Stated problem 1: Repeat, word for word, the rows running from the line that contains "[mark] the man in light" through the last row, with both of those lines included.

-- begin Provided passage --

Creador is a private equity firm focused on growth capital investments in South and Southeast Asia, primarily Malaysia, India, Indonesia, Vietnam, Singapore, Thailand and the Philippines.

Creador is headquartered in Malaysia, with four additional offices in India, Indonesia, Vietnam, and the Philippines.

Established in 2011 by Brahmal Vasudevan, the firm has raised $2 billion of investor commitments across 5 private equity funds since inception.

The firm invests in 5 principle industries including consumer, retail, financial services, business services, and healthcare.

Private Equity Firm 
Established in 2011, Creador raised a total of close to $2 billion from leading endowments, fund of funds, pension funds, banks and family offices across the world.

Milestones and Prominent Investments 
Creador has five funds, Creador I, Creador II, and Creador III, Creador IV, and Creador V with total Assets Under Management (AUM) of $2 billion.

-- end Provided passage --
-- begin Records shown --

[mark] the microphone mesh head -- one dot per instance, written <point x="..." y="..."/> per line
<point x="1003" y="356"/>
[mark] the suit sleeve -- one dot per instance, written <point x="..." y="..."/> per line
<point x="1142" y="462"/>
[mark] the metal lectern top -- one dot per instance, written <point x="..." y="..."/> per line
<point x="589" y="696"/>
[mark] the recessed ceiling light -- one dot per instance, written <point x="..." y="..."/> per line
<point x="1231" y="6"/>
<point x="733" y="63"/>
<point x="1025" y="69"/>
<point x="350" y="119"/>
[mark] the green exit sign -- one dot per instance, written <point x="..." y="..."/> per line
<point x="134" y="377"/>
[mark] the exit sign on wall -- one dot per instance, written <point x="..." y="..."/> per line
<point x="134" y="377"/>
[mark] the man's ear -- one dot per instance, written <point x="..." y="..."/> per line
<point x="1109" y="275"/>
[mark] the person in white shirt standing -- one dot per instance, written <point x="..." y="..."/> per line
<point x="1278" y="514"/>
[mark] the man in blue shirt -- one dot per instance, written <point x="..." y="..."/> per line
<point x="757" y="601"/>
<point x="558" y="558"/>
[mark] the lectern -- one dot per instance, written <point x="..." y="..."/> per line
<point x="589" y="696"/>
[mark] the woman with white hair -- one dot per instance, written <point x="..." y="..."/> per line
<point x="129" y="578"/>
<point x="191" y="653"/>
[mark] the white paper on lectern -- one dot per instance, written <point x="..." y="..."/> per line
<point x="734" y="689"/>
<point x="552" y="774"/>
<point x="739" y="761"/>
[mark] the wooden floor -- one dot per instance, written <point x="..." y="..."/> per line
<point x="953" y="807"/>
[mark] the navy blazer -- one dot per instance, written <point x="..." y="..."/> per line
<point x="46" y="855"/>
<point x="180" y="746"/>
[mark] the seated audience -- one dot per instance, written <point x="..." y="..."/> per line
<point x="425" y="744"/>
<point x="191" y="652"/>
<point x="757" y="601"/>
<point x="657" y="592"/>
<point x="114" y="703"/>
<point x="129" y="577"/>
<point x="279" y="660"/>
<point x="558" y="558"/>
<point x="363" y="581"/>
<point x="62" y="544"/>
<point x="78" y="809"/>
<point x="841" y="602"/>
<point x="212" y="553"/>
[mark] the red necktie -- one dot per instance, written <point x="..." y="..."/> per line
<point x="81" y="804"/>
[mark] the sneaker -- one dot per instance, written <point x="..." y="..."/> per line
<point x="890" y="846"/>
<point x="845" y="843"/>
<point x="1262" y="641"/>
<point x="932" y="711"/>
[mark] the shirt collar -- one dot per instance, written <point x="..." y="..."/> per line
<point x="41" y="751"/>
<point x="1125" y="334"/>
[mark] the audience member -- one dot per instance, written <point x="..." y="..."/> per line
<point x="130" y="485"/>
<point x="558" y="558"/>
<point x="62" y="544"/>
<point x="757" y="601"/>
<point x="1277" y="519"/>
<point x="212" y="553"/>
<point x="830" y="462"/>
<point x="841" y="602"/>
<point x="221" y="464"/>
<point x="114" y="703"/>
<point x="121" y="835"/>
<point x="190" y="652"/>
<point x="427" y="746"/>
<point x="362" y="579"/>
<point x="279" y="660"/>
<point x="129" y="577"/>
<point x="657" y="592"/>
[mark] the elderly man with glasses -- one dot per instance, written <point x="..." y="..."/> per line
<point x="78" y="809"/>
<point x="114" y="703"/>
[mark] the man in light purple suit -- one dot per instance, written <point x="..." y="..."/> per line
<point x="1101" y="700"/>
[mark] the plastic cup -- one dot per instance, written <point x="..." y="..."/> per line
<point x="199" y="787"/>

-- end Records shown --

Stated problem 2: Using the passage on Creador, say yes or no to each statement below and quote the words from the passage that settle it. (a) Creador was set up in 2011 by Brahmal Vasudevan. (b) Creador's headquarters are in Singapore. (c) The firm invests in six main industries.

Response 1:
[mark] the man in light purple suit -- one dot per instance, written <point x="..." y="..."/> per line
<point x="1101" y="700"/>
[mark] the plastic cup -- one dot per instance, written <point x="..." y="..."/> per line
<point x="199" y="787"/>

Response 2:
(a) Yes: "Established in 2011 by Brahmal Vasudevan"
(b) No: "Creador is headquartered in Malaysia"
(c) No: "The firm invests in 5 principle industries"